Il suffit d'ajouter le nom (attention le nom pas de UID) des utilisateurs qui auront accès au service ssh. Si ce nom prend la forme NOM@IP/DOMAIN alors le NOM et l'IP/DOMAIN seront vérifiés séparément. Tous les autres utilisateurs seront refoulés, ainsi que toute tentative de win depuis une autre adresse.

de même, vous pouvez utilisez des restrictions de groupe...

vous trouverez plus d'informations avec man 5 sshd_config.

Mais ce petit truc va me permettre de dormir tranquille maintenant  :Laughing: 

N'hésitez pas à faire des commentaires

Ce howto est distribué sous la license FDL. 

----------

## scout

Cool, je ne connaissait pas, merci !  :Mr. Green: 

[EDIT] *sireyessire wrote:*   

> Ce howto est distribué sous la license FDL. 

 

bon bah alors:

Cette réponse est distribué sous la license FDL. 

----------

## sireyessire

 *scout wrote:*   

> 
> 
> Cette réponse est distribué sous la license GDL.

## Entrées de données
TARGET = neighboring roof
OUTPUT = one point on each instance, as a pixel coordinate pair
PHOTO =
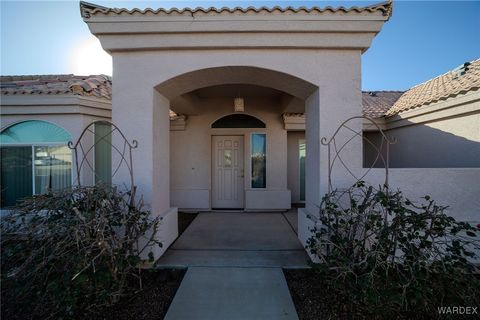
(96, 85)
(376, 103)
(88, 9)
(462, 79)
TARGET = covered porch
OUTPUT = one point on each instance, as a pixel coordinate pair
(161, 57)
(238, 239)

## Votre consigne
Pouvez-vous recopier à l'identique le passage de l'extrait sur l'accès SSH qui commence par « Il suffit d'ajouter » et se poursuit jusqu'à « man 5 sshd_config. » ?

## Solution du problème
Il suffit d'ajouter le nom (attention le nom pas de UID) des utilisateurs qui auront accès au service ssh. Si ce nom prend la forme NOM@IP/DOMAIN alors le NOM et l'IP/DOMAIN seront vérifiés séparément. Tous les autres utilisateurs seront refoulés, ainsi que toute tentative de win depuis une autre adresse.

de même, vous pouvez utilisez des restrictions de groupe...

vous trouverez plus d'informations avec man 5 sshd_config.